Input data:
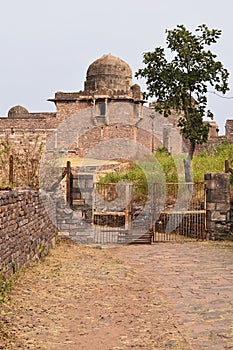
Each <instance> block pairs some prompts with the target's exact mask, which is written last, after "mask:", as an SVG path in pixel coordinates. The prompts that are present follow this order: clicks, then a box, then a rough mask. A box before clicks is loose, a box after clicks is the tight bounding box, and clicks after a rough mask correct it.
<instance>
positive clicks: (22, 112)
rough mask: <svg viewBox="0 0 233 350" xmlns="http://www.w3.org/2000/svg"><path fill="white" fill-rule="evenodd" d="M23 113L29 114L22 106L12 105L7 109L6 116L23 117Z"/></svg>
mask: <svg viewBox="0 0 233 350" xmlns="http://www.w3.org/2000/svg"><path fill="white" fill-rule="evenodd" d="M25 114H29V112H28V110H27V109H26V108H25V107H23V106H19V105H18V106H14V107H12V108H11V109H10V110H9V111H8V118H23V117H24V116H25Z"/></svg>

...

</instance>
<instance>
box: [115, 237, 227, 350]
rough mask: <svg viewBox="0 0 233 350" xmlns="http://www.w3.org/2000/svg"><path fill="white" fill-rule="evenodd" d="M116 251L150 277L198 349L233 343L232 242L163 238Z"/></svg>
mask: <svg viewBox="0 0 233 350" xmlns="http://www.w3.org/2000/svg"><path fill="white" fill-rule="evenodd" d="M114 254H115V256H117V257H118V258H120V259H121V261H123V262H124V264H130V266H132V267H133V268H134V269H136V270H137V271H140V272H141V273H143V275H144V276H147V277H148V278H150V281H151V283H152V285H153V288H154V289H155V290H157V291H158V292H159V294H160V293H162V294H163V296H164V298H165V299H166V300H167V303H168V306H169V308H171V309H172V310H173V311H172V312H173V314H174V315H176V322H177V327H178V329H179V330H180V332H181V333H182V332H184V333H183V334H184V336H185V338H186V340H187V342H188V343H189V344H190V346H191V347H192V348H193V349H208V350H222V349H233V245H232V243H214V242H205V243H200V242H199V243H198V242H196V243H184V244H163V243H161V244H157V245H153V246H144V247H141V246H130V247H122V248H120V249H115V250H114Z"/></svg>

What is needed: Go through the listing above and locate each line that holds the word "instance". Copy those lines.

Exercise output:
Each <instance> block pairs some prompts with the target's exact mask, which is written last, after "mask:", as an SVG path in pixel coordinates. The prompts that are present follow this order: clicks, then a box, then a rough mask. A box before clicks is loose, a box after clicks is the tight bounding box, and clicks after a rough mask correct it.
<instance>
</instance>
<instance>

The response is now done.